**Stated goal:** Count how many lines in the records below contain the string "spire". Reply with the number alone.

+ + +

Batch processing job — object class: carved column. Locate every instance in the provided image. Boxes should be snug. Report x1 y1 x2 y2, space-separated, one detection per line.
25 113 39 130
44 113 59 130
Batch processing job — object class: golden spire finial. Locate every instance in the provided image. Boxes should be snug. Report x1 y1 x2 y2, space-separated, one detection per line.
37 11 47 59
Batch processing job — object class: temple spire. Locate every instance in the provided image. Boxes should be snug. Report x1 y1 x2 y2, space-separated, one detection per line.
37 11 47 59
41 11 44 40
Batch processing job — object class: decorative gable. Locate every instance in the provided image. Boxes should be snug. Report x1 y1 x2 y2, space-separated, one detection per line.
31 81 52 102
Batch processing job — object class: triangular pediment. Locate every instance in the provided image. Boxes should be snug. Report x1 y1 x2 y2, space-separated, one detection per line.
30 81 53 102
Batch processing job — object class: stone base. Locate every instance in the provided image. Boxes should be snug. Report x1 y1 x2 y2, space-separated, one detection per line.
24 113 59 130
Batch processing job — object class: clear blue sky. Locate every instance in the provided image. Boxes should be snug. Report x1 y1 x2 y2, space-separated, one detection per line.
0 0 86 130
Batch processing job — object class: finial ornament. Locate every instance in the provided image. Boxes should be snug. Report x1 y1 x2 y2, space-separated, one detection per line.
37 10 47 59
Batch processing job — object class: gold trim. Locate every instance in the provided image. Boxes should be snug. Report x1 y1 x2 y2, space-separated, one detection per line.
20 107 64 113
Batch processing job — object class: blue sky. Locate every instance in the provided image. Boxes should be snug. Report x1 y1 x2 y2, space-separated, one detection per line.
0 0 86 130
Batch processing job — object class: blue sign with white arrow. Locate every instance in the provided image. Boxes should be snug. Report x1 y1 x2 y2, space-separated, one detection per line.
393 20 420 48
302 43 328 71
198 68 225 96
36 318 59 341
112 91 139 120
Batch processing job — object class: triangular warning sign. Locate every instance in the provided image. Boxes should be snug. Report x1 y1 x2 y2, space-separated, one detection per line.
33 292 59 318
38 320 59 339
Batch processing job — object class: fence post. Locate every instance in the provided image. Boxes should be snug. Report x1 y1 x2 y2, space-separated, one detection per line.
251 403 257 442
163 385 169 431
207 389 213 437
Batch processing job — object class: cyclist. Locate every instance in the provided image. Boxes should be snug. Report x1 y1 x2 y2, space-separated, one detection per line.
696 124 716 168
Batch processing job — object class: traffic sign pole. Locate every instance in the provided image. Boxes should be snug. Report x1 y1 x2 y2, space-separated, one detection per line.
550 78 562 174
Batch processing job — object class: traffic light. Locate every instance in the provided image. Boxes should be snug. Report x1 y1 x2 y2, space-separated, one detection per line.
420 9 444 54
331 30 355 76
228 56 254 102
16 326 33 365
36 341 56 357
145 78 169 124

+ + +

**Response to this task:** 2